◆ **SET PROBLEM**:
Copy all of the data below word for word, line by line. Leave out the pictures.

#### ENTRIES SHOWN

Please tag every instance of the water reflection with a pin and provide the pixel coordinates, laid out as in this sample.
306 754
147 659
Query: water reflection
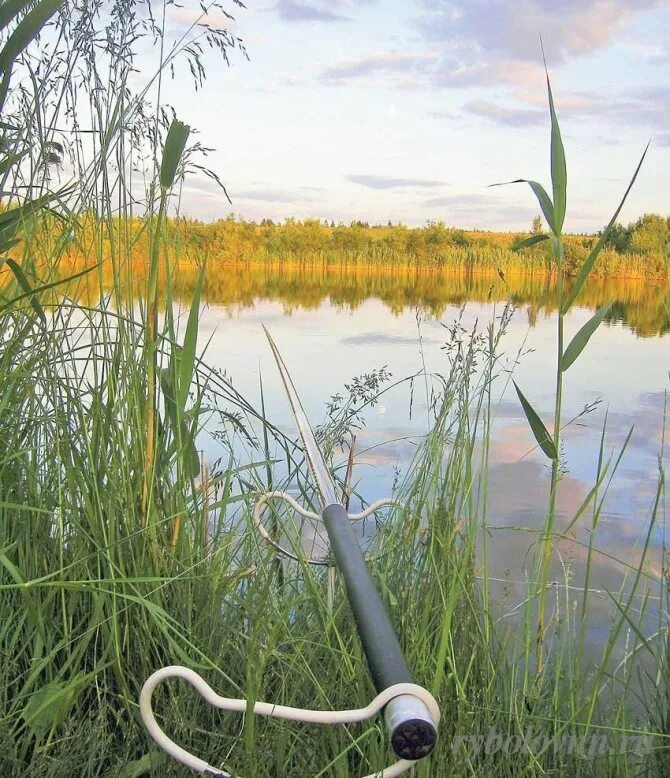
643 306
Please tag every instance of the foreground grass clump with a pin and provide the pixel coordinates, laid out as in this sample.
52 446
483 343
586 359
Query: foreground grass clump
120 551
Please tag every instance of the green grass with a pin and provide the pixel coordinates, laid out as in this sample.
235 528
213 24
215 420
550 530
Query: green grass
121 552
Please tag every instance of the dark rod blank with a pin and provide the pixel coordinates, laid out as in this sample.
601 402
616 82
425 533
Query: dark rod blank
415 737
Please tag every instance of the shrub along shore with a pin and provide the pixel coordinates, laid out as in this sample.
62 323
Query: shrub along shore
121 551
640 251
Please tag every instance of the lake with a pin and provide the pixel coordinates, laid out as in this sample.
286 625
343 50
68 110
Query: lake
332 324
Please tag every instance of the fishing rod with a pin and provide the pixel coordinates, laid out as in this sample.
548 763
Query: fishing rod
410 712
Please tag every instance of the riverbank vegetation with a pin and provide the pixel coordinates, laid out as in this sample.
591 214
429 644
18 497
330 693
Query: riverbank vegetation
121 550
641 250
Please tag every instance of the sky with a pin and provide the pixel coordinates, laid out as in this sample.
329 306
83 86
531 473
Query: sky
407 111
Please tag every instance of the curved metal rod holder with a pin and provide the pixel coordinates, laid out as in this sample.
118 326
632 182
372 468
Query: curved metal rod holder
263 500
385 698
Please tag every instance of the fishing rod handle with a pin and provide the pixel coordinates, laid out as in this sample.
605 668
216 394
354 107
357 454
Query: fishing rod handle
411 727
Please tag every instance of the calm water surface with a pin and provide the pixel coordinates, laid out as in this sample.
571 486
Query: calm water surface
333 324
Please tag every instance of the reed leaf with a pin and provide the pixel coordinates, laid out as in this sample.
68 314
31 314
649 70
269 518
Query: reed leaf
525 243
590 260
175 143
28 290
540 432
542 198
187 359
580 340
559 173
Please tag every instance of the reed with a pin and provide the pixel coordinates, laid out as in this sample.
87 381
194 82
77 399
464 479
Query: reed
120 553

########

◆ **SOLUTION FOR THIS EXERCISE**:
Please tag every instance of the water reflection with a pin and provide the pixel coordinates, laid out as in this sample.
306 754
147 659
Query: water reflection
643 306
Please tag every instance of the foreground grass clump with a pin and provide the pixel coordinates, laid out as in this sample.
52 446
483 343
586 359
Query: foreground grass clump
120 551
Please tag every instance of the green grass with a pin and provide the pixel coordinates, laid out as in this sample.
235 528
213 24
215 420
550 530
Query: green grass
121 552
Please tag every instance of the dark rod blank with a pin and provide the pixel coordinates, laid out as in this sample.
601 402
616 82
425 533
Query: dark rod blank
415 737
Please tag every instance of the shrub along shore with a pin and provide the pixel coordinates, laid out as in this sample.
62 323
Query: shrub along shore
121 551
640 251
Please tag every instance of the lake with a pin and provide the pixel coordinates, laid out as in this sample.
286 625
343 50
68 110
Query: lake
332 324
Please tag every instance of the fishing rod with a pin and provide the pixel coordinates, laid out as in this sample.
548 763
Query: fishing rod
410 712
Please tag every instance of the riverbank vegetation with a pin and provide the pixel coordinates, laid out as in this sample.
591 214
429 644
18 497
330 693
Query: riverbank vegetation
121 550
641 250
Please tag every instance of the sky with a pin and provide the pixel coordinates, laid out as in this sample.
329 306
83 86
531 473
Query: sky
407 111
Please tag every instance of the curved metal rod holder with a pin and provide the pixel coordinates, laid out as in this sample.
118 326
632 182
372 468
Query: curved metal rod holder
263 500
385 698
Please tag every instance of the fishing rod handle with a pin and provide the pixel coordinates, laid out as in this sample.
605 668
216 394
354 107
357 454
Query: fishing rod handle
411 727
Please tag every instance of the calm water surface with a pin and provide the pixel coordinates, laid out as in this sample.
571 486
Query: calm water surface
333 324
Please tag every instance of the reed leaf with a pin and provide the pixel coordinates, laid out as in this sample.
68 314
31 314
649 70
269 518
Query: reed leaf
525 243
590 260
175 143
28 290
540 432
542 198
187 359
580 340
559 173
Please tag every instance of the reed with a pin and provide the pixel coordinates, laid out as in this sample.
87 381
194 82
77 399
464 479
Query: reed
120 553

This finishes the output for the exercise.